EXERCISE INSTRUCTIONS »
Every record must be repeated precisely as it stands.

● ● ● ● ● ● ●

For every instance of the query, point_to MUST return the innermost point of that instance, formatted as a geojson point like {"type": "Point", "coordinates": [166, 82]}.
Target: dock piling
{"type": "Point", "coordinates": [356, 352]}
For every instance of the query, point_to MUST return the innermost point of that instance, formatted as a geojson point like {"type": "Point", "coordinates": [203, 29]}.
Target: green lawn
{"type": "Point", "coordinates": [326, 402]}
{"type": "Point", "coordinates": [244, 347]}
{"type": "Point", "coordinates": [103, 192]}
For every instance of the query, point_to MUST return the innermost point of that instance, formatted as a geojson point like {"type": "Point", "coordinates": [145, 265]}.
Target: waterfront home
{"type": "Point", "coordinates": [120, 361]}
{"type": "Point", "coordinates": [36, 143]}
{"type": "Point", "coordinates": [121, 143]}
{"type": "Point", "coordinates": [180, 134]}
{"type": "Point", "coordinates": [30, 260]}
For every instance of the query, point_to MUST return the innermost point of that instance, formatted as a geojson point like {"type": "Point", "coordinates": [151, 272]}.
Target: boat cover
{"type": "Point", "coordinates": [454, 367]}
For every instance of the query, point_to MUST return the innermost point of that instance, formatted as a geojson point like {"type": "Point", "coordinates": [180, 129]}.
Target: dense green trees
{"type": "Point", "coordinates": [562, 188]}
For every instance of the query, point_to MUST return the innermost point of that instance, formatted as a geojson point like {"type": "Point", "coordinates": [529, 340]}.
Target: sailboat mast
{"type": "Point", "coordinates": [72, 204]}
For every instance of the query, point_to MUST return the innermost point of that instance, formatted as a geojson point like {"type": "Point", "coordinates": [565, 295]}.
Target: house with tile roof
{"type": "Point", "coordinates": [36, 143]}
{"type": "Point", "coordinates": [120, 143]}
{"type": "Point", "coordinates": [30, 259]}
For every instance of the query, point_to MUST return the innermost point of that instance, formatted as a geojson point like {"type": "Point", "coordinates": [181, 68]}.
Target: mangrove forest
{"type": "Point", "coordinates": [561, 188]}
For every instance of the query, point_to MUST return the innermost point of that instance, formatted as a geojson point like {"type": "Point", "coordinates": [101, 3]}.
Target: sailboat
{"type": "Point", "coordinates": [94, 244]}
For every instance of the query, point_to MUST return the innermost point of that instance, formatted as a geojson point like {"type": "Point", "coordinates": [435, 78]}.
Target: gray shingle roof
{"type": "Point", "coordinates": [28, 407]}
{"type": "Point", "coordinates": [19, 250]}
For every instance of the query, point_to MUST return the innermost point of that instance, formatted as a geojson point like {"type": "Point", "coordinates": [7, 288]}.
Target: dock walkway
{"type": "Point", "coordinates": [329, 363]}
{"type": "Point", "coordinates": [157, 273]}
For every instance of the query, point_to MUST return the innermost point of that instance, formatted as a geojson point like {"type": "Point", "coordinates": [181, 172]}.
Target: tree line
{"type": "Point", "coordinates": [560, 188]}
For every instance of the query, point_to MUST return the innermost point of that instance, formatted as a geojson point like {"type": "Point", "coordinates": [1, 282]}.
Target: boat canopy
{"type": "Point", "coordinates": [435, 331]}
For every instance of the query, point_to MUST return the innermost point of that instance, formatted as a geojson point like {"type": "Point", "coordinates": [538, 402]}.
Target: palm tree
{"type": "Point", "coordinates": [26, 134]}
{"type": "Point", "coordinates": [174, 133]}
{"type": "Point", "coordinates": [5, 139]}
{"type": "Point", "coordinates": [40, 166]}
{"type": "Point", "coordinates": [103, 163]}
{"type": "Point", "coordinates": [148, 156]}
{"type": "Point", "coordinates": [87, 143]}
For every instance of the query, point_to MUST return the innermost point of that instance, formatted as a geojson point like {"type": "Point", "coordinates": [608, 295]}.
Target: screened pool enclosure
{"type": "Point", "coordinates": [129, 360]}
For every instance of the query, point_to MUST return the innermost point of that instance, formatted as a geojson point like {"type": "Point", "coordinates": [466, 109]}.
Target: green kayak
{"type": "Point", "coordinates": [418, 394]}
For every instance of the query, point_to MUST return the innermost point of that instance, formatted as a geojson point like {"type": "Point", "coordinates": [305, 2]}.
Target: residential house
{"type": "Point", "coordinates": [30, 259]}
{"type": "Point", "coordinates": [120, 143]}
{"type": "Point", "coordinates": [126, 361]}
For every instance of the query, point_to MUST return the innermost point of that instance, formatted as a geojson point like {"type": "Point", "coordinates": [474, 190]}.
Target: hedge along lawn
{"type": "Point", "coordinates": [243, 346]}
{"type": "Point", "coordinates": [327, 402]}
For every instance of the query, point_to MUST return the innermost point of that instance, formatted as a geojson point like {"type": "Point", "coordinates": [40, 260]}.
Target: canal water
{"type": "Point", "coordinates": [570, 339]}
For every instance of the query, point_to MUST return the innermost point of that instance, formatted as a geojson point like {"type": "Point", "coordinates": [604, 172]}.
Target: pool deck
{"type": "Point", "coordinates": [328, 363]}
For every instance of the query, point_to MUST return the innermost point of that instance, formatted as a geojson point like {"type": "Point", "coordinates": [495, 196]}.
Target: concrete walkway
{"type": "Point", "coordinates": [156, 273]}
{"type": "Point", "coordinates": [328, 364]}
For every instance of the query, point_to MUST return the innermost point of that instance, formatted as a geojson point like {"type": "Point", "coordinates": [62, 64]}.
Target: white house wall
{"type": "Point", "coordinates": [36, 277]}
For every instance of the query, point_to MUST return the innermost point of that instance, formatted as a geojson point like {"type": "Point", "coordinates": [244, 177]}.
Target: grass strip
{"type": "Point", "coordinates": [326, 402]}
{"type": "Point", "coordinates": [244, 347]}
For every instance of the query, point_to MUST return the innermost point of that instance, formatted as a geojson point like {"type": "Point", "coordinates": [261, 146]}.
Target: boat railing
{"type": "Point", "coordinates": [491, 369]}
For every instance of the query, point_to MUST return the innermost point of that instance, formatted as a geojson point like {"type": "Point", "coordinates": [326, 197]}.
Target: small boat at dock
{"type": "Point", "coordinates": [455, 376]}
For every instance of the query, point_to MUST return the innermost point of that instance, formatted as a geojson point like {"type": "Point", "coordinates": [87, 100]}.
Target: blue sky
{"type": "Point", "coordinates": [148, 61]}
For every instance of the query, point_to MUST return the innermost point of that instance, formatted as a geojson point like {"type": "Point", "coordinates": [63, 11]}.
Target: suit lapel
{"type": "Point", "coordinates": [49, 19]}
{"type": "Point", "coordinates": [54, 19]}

● ● ● ● ● ● ●

TASK ANSWER »
For every instance of the query, point_to MUST return the innermost point of that instance, formatted as a geojson point like {"type": "Point", "coordinates": [166, 82]}.
Target: dock piling
{"type": "Point", "coordinates": [356, 352]}
For every instance of the query, point_to MUST return the innermost point of that instance, formatted as a geojson point like {"type": "Point", "coordinates": [203, 29]}.
Target: green lawn
{"type": "Point", "coordinates": [326, 402]}
{"type": "Point", "coordinates": [244, 347]}
{"type": "Point", "coordinates": [103, 192]}
For every instance of the query, point_to MUST return the innermost point of that instance, formatted as a geojson point like {"type": "Point", "coordinates": [145, 265]}.
Target: waterfront home
{"type": "Point", "coordinates": [120, 361]}
{"type": "Point", "coordinates": [36, 143]}
{"type": "Point", "coordinates": [121, 143]}
{"type": "Point", "coordinates": [180, 134]}
{"type": "Point", "coordinates": [30, 260]}
For every instance of the query, point_to MUST return the innermost point of that instance, formatted as a geojson point like {"type": "Point", "coordinates": [151, 272]}.
Target: boat cover
{"type": "Point", "coordinates": [454, 367]}
For every instance of the query, point_to MUST return the innermost point of that instance, formatted as a geojson point like {"type": "Point", "coordinates": [180, 129]}.
Target: dense green trees
{"type": "Point", "coordinates": [562, 188]}
For every instance of the query, point_to MUST return the innermost point of that instance, formatted as a geojson point like {"type": "Point", "coordinates": [529, 340]}.
Target: sailboat mast
{"type": "Point", "coordinates": [72, 204]}
For every instance of the query, point_to MUST return the innermost point of that instance, formatted as a geojson point like {"type": "Point", "coordinates": [565, 295]}.
Target: house with tile roof
{"type": "Point", "coordinates": [36, 143]}
{"type": "Point", "coordinates": [120, 143]}
{"type": "Point", "coordinates": [30, 259]}
For every instance of the query, point_to MUST return the innermost point of that instance, formatted as a geojson point like {"type": "Point", "coordinates": [181, 68]}.
Target: mangrove forest
{"type": "Point", "coordinates": [561, 188]}
For every instance of the query, point_to MUST return the innermost point of that instance, formatted as a geojson point like {"type": "Point", "coordinates": [101, 3]}.
Target: sailboat
{"type": "Point", "coordinates": [94, 244]}
For every instance of the query, point_to MUST return the innermost point of that instance, formatted as a geojson point like {"type": "Point", "coordinates": [435, 78]}.
Target: gray shingle roof
{"type": "Point", "coordinates": [28, 407]}
{"type": "Point", "coordinates": [19, 250]}
For every instance of the query, point_to MUST return the innermost point of that instance, formatted as a geojson point like {"type": "Point", "coordinates": [7, 288]}.
Target: dock walkway
{"type": "Point", "coordinates": [329, 363]}
{"type": "Point", "coordinates": [157, 273]}
For every instance of the query, point_to MUST return the innermost point of that instance, formatted as a geojson point like {"type": "Point", "coordinates": [181, 172]}.
Target: tree line
{"type": "Point", "coordinates": [560, 188]}
For every instance of the query, point_to MUST return the innermost point of that instance, formatted as a geojson point like {"type": "Point", "coordinates": [1, 282]}.
Target: boat canopy
{"type": "Point", "coordinates": [435, 331]}
For every instance of the query, point_to MUST return the innermost point of that instance, formatted as a geojson point like {"type": "Point", "coordinates": [538, 402]}.
Target: palm tree
{"type": "Point", "coordinates": [26, 134]}
{"type": "Point", "coordinates": [174, 133]}
{"type": "Point", "coordinates": [5, 139]}
{"type": "Point", "coordinates": [40, 166]}
{"type": "Point", "coordinates": [103, 163]}
{"type": "Point", "coordinates": [148, 156]}
{"type": "Point", "coordinates": [87, 143]}
For every instance of the query, point_to MUST return the innermost point of that instance, formatted as a geojson point like {"type": "Point", "coordinates": [608, 295]}.
Target: screened pool enclosure
{"type": "Point", "coordinates": [129, 360]}
For every instance of the query, point_to MUST return the innermost point of that instance, formatted as a geojson point like {"type": "Point", "coordinates": [466, 109]}.
Target: green kayak
{"type": "Point", "coordinates": [418, 394]}
For every instance of the query, point_to MUST return the innermost point of that instance, formatted as a geojson point like {"type": "Point", "coordinates": [305, 2]}.
Target: residential house
{"type": "Point", "coordinates": [30, 259]}
{"type": "Point", "coordinates": [120, 143]}
{"type": "Point", "coordinates": [126, 361]}
For every instance of the query, point_to MUST return the innermost point of that instance, formatted as a geojson point like {"type": "Point", "coordinates": [474, 190]}.
Target: hedge along lawn
{"type": "Point", "coordinates": [243, 346]}
{"type": "Point", "coordinates": [327, 402]}
For every instance of the query, point_to MUST return the innermost point of that instance, formatted as a geojson point like {"type": "Point", "coordinates": [40, 260]}.
Target: canal water
{"type": "Point", "coordinates": [570, 339]}
For every instance of the query, point_to MUST return the innermost point of that instance, formatted as a geojson point like {"type": "Point", "coordinates": [604, 172]}.
Target: pool deck
{"type": "Point", "coordinates": [328, 363]}
For every instance of the query, point_to MUST return the innermost point of that instance, formatted as a geojson point like {"type": "Point", "coordinates": [495, 196]}.
Target: concrete walkway
{"type": "Point", "coordinates": [156, 273]}
{"type": "Point", "coordinates": [328, 364]}
For every instance of the query, point_to MUST return the innermost point of that instance, formatted as a geojson point like {"type": "Point", "coordinates": [62, 64]}.
Target: white house wall
{"type": "Point", "coordinates": [36, 277]}
For every instance of the query, point_to MUST return the innermost point of that instance, formatted as a geojson point like {"type": "Point", "coordinates": [244, 177]}.
Target: grass strip
{"type": "Point", "coordinates": [326, 402]}
{"type": "Point", "coordinates": [244, 347]}
For every instance of the query, point_to MUST return the innermost point of that instance, formatted as a geojson point like {"type": "Point", "coordinates": [261, 146]}.
Target: boat railing
{"type": "Point", "coordinates": [491, 369]}
For every instance of the query, point_to MUST return the innermost point of that instance, formatted as a geojson point like {"type": "Point", "coordinates": [326, 197]}.
Target: small boat at dock
{"type": "Point", "coordinates": [455, 376]}
For every instance of the query, point_to MUST return the innermost point of that instance, formatted as a geojson point like {"type": "Point", "coordinates": [87, 100]}.
Target: blue sky
{"type": "Point", "coordinates": [148, 61]}
For every instance of the query, point_to MUST return the innermost point of that instance, formatted as a geojson point like {"type": "Point", "coordinates": [63, 11]}.
Target: suit lapel
{"type": "Point", "coordinates": [49, 19]}
{"type": "Point", "coordinates": [54, 19]}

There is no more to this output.